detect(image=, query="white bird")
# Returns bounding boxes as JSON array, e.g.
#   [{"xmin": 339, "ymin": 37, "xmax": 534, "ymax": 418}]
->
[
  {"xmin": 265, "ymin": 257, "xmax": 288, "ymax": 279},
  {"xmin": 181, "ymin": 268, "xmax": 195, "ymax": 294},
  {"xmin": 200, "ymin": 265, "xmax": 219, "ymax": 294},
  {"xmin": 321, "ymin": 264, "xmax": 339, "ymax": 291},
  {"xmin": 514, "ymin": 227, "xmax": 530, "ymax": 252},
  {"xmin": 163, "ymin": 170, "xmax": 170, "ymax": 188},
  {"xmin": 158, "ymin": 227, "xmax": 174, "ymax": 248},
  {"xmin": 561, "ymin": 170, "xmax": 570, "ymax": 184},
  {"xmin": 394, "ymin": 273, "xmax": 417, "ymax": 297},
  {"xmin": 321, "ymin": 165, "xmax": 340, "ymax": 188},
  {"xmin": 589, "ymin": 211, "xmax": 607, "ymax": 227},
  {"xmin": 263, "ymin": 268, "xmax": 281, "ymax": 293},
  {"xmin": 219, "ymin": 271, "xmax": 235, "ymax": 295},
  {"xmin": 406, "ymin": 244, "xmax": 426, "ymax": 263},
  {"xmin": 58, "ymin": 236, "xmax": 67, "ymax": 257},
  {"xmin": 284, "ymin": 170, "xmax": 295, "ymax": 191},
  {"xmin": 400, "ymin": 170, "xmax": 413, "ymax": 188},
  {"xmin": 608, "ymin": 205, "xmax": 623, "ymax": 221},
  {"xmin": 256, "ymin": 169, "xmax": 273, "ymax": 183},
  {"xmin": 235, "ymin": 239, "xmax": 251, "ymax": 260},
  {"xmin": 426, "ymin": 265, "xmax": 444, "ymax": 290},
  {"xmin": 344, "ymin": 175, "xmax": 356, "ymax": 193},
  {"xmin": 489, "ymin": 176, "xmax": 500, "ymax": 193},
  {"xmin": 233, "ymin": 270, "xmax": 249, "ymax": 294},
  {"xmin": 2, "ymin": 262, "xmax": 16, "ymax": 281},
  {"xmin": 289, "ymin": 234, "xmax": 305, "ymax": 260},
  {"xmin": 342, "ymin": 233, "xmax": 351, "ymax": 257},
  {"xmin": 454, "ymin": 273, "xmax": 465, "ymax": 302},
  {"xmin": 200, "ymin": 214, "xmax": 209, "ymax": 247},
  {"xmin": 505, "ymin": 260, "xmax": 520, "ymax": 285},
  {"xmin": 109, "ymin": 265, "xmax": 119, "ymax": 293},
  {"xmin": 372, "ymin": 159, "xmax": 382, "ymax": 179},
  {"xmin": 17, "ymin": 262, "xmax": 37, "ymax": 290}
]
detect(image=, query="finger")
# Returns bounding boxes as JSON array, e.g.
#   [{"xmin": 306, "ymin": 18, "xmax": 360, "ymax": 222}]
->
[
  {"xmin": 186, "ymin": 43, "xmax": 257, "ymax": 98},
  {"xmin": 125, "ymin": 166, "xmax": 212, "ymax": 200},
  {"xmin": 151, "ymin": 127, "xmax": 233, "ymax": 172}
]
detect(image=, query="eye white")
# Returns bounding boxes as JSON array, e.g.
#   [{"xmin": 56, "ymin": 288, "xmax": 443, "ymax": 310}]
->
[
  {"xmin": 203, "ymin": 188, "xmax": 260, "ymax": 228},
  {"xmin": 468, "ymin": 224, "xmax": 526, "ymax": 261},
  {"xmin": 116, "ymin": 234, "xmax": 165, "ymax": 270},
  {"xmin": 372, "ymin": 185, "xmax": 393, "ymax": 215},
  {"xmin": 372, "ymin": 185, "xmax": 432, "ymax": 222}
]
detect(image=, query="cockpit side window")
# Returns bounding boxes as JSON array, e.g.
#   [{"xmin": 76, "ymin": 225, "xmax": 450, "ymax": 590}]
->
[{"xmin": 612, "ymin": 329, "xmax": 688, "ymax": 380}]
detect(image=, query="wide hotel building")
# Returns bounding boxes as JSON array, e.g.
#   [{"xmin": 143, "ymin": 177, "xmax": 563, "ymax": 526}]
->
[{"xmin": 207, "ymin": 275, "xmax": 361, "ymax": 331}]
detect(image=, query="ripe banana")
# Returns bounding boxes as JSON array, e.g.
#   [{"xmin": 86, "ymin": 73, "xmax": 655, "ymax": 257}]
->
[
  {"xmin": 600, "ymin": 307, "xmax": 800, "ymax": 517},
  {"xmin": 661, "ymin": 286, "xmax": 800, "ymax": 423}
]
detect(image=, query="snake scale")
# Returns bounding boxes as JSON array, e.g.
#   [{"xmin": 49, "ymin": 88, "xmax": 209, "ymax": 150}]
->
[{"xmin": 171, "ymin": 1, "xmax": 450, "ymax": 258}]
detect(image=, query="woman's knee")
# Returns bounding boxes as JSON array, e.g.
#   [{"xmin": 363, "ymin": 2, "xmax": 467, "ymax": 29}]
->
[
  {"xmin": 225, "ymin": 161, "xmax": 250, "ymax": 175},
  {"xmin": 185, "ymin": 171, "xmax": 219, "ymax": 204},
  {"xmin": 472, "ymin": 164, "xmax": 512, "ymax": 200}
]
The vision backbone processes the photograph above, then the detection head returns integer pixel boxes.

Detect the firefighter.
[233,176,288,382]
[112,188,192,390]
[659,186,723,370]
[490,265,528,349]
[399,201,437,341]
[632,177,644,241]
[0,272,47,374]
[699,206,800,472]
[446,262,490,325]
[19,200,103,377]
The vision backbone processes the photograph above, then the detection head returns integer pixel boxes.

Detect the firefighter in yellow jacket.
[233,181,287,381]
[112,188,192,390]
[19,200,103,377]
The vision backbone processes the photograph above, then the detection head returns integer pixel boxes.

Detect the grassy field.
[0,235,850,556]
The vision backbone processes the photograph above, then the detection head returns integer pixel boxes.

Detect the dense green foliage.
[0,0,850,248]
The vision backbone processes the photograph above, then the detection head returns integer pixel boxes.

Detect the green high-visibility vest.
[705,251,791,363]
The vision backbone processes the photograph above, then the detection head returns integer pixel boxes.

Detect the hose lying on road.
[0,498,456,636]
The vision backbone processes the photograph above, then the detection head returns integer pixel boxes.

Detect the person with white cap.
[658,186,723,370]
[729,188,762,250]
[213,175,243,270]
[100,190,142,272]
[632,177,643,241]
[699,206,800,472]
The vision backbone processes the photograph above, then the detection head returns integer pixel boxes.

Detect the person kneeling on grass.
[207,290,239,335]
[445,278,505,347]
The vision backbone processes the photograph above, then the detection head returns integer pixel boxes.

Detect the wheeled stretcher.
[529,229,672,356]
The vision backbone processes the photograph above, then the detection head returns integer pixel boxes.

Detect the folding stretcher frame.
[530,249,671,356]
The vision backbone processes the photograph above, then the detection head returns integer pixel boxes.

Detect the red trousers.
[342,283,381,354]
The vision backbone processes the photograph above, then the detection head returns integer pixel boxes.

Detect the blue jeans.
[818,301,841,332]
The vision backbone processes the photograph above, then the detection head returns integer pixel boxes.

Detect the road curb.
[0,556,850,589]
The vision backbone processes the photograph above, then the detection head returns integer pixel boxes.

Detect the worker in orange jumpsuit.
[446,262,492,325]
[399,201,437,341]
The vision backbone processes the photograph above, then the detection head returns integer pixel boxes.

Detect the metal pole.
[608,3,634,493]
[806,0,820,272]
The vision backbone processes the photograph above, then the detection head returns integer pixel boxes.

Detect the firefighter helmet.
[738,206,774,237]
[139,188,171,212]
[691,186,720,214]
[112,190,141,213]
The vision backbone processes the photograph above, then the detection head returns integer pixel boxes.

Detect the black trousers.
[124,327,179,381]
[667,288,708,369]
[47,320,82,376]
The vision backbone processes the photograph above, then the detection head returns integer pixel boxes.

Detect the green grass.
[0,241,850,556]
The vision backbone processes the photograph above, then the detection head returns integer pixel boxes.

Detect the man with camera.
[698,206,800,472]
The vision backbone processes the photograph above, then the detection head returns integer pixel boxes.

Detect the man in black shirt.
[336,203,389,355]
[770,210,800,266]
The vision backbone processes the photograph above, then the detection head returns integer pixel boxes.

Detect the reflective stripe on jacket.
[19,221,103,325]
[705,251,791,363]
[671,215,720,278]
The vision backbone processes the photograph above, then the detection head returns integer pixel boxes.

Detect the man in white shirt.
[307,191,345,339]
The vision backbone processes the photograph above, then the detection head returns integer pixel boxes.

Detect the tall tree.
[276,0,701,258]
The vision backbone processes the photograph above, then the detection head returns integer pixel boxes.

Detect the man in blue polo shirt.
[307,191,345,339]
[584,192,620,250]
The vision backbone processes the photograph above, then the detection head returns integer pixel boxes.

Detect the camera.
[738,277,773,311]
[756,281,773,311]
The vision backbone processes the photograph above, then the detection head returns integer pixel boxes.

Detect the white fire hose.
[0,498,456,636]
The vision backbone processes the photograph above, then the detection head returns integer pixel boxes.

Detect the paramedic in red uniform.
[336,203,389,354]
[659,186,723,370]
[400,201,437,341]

○ ○ ○ ○ ○ ○ ○

Given problem. Find every line in the records that contains the word "road", and copy each of those lines.

Result for this task.
Detect the hose lying on road.
Detect the road curb.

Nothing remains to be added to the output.